> Passage for review:
This Is Not a Drill: A Hypothetical Pandemic
A highly infectious disease that started in the tropics of Southern China is sweeping the globe, with a rapidly rising death toll. The World Health Organisation warned us about Disease X – a previously unknown pathogen – and now it’s here. We knew it was coming, but we didn’t know what form it would take. So, how does Australia protect itself? And how well placed are we to cope with a true pandemic?
At the third event in our This Is Not a Drill series, Ali Moore and our expert panellists confront a hypothetical public health emergency. Join Moore’s crack team as they devise a plan to protect the population and stem panic in the face of a pandemic.
Ali Moore has more than 25 years experience as a journalist and broadcaster, working for the Australian Broadcasting Corporation, Australia's Nine Network, and for the BBC's global news network, based in Singapore. She has covered major news and current affairs events across the region, reporting from Australia, Singapore, Hong Kong, Malaysia, Indonesia, and China.
She is now a freelance broadcaster and journalist and a Vice Chancellor's Fellow at the University of Melbourne, working with Asialink.

> Given entries:
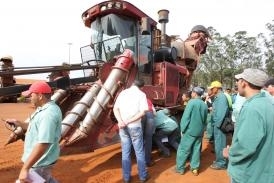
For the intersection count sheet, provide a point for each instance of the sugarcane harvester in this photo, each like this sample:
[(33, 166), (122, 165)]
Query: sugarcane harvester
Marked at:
[(128, 45)]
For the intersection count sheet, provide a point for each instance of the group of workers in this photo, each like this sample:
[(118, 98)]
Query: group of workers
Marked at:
[(248, 158)]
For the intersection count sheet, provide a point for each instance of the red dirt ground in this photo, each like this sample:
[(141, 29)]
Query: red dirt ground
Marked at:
[(101, 166)]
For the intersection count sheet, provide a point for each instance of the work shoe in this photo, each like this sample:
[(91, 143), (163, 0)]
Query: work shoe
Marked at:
[(146, 179), (164, 155), (216, 167), (195, 172), (178, 171), (150, 164)]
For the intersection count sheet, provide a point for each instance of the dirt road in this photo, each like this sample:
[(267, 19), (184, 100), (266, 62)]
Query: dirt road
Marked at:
[(101, 166)]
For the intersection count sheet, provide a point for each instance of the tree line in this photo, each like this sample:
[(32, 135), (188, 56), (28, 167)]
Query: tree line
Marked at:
[(229, 55)]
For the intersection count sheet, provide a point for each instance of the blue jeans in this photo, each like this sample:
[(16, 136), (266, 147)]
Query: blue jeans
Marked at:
[(132, 136), (220, 144), (149, 129)]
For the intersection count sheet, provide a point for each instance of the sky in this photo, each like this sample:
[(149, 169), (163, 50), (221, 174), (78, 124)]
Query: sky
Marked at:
[(38, 32)]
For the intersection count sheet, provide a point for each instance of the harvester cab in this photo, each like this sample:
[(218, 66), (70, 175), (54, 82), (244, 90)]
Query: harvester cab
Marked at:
[(125, 45)]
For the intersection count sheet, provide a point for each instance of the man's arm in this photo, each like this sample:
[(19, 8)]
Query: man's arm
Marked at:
[(136, 117), (23, 124), (36, 154), (117, 115)]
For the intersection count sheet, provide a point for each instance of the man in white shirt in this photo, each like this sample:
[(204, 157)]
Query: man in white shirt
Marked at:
[(130, 106)]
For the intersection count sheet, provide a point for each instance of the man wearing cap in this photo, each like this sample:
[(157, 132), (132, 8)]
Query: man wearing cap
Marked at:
[(43, 132), (269, 86), (192, 127), (220, 108), (251, 155)]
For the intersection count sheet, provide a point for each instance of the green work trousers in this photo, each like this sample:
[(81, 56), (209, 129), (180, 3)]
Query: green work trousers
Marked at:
[(189, 147)]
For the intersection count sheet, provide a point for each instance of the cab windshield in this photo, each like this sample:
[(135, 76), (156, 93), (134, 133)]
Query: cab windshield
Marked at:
[(111, 34)]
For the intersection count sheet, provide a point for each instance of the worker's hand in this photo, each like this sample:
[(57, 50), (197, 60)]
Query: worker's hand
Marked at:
[(121, 124), (11, 123), (226, 152)]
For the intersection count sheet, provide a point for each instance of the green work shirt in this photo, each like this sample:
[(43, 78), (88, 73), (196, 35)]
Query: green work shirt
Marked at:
[(251, 155), (44, 127), (194, 117), (164, 122), (220, 109)]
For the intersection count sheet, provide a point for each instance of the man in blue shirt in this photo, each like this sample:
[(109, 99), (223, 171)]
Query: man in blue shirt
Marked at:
[(251, 155)]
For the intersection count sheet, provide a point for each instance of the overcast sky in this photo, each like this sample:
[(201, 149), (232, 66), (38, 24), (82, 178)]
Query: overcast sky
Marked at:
[(37, 32)]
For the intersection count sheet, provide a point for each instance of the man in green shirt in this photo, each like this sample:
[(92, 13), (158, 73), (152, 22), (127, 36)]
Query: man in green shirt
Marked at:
[(166, 126), (192, 127), (43, 132), (251, 155), (220, 110)]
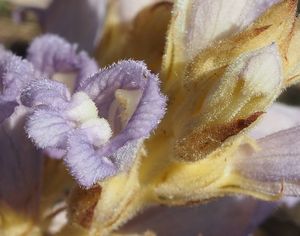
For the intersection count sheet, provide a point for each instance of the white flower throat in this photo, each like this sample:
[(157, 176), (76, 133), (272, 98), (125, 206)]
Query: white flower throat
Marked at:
[(85, 115)]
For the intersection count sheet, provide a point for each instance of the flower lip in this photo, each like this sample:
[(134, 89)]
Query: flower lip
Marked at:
[(51, 54), (14, 74), (128, 86)]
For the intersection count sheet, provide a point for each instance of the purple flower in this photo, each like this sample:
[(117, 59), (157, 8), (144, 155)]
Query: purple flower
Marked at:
[(99, 125)]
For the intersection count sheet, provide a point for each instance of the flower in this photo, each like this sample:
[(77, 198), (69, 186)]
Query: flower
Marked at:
[(222, 68), (97, 123)]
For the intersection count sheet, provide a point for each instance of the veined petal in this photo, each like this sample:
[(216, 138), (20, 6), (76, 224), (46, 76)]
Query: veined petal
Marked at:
[(45, 92), (51, 54), (122, 148), (48, 128), (85, 164), (83, 23), (128, 75), (272, 166), (15, 73)]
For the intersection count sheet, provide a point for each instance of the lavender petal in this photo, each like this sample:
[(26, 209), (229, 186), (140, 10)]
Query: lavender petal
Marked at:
[(52, 54), (45, 92), (277, 162), (14, 74), (48, 128)]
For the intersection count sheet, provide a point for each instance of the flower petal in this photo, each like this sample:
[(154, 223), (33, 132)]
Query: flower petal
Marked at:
[(128, 75), (52, 54), (122, 148), (82, 24), (14, 74), (45, 92), (274, 165), (48, 128), (85, 164)]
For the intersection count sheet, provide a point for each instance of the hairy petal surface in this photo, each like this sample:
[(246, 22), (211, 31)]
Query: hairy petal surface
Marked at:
[(45, 92), (84, 163), (51, 54), (121, 149), (273, 165), (278, 117), (14, 74), (102, 125), (48, 128)]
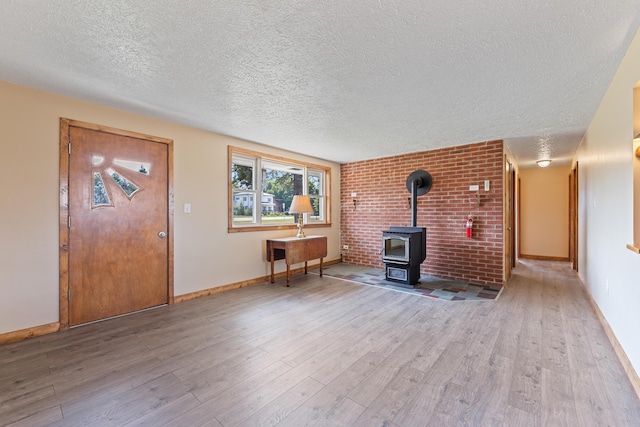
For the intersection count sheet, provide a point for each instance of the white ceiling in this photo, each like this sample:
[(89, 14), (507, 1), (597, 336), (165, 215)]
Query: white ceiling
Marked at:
[(341, 80)]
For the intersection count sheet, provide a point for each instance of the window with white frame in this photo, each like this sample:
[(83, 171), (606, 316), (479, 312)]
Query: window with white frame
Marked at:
[(262, 187)]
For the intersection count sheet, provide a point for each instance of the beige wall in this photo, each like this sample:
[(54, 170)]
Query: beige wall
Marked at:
[(206, 255), (609, 270), (544, 212)]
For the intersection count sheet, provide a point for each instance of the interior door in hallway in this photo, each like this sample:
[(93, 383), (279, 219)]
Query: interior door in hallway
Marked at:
[(118, 206)]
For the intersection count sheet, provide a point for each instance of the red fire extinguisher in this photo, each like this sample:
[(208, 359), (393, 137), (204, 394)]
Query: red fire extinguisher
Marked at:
[(469, 227)]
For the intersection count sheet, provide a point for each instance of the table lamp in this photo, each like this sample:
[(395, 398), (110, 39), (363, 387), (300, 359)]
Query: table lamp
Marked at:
[(300, 205)]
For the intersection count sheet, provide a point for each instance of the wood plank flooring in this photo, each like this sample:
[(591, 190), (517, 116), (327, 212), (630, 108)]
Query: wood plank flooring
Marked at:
[(327, 352)]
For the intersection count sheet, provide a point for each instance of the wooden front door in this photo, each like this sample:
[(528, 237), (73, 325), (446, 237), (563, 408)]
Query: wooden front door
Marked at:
[(509, 221), (118, 221)]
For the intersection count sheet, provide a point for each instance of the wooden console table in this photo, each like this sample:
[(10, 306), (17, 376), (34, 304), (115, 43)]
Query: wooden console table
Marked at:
[(294, 250)]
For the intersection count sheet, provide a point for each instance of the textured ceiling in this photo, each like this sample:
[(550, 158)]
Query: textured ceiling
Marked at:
[(339, 80)]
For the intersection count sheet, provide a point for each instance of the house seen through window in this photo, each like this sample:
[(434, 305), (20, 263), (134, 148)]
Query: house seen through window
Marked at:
[(262, 189)]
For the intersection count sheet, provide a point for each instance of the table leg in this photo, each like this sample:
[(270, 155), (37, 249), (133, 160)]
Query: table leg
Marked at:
[(288, 275), (271, 252)]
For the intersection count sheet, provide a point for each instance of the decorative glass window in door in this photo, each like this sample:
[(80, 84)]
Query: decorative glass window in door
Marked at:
[(100, 194)]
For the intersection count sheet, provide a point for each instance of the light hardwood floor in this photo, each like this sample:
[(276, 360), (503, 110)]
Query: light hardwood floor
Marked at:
[(327, 352)]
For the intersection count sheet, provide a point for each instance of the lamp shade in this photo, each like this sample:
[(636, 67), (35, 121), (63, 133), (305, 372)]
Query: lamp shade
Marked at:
[(301, 204)]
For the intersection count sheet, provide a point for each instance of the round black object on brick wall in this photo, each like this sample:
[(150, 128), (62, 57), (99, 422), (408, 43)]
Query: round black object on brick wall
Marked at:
[(423, 180)]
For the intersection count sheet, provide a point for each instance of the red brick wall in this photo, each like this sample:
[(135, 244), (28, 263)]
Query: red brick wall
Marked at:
[(383, 201)]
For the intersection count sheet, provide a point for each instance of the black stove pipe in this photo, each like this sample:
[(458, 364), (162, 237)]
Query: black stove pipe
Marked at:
[(414, 201)]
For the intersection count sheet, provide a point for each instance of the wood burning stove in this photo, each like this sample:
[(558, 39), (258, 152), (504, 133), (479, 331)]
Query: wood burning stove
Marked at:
[(405, 248)]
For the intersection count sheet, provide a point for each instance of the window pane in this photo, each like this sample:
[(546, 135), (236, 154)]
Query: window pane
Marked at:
[(280, 182), (315, 183), (125, 185), (242, 174), (100, 196), (242, 208)]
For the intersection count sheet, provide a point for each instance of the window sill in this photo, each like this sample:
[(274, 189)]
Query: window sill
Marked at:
[(275, 227)]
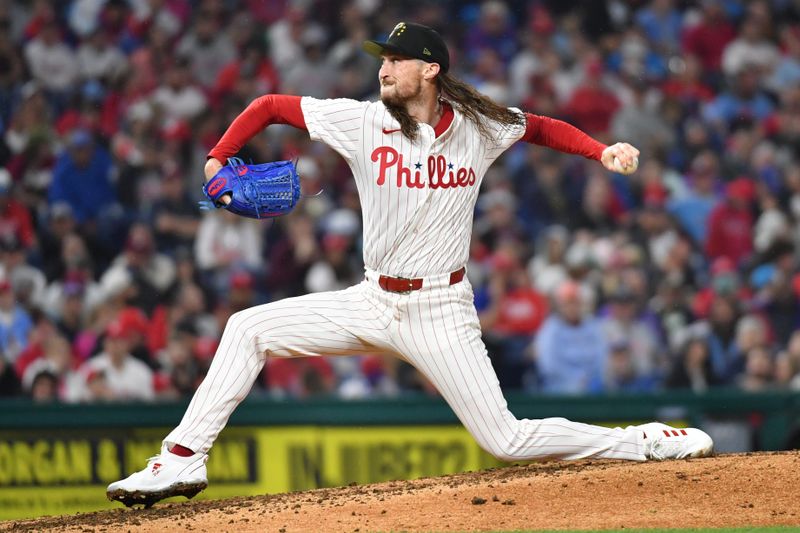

> What you will do:
1. Print, word for word, the part of the passage on the hypothetical pandemic that opens with the words containing "At the third" and closes with "of a pandemic.".
2. Proceed with the passage on the hypothetical pandemic, picking up after its final sentence.
The material has no connection to the passage on the hypothetical pandemic.

> Responses in order:
1.
At the third event in our This Is Not a Drill series, Ali Moore and our expert panellists confront a hypothetical public health emergency. Join Moore’s crack team as they devise a plan to protect the population and stem panic in the face of a pandemic.

2.
Dr Gary Lum is a Principal Medical Advisor in the Office of Health Protection. From 1996 to 2007 Gary was the Director of Pathology at the Royal Darwin Hospital and the Supervising Pathologist for the Northern Territory.
In October 2003 Gary was appointed a Member of the Order of Australia in the special Bali Bombing Investiture. Other professional activities have included Chairing the Public Health Laboratory Network (2005 to 2007), Vice Presidency of the Royal College of Pathologists of Australasia (2005 to 2007) and Chairman of Board of Proficiency Testing Australia 2006 to 2007.
Malik Peiris is Professor and Chair in Virology at the School of Public Health, the University of Hong Kong. His research focuses on the virology, ecology, pathogenesis and epidemiology of influenza, coronaviruses and other emerging respiratory viral infections.
He has a particular interest in emerging viral infections at the animal-human interface and in 2003, he played a key role in the discovery that a novel coronavirus was the cause of SARS, helping to understanding its pathogenesis and control. In collaboration with his colleagues at the School of Public Health, his research has elucidated the emergence, transmission and pathogenesis of avian influenza viruses H5N1, H9N2, H7N9 and the pandemic H1N1 virus of 2009, and more recently, of the MERS coronavirus.
Dr Rod Pearce is a practicing grass roots GP and a policy adviser. He was President of the Australian Medical Association (SA) from 1998 to 2000, GP Nationally Elected Representative on the Federal AMA and Chair of the AMA Council of General Practice for 3 terms from 2004 to 2010.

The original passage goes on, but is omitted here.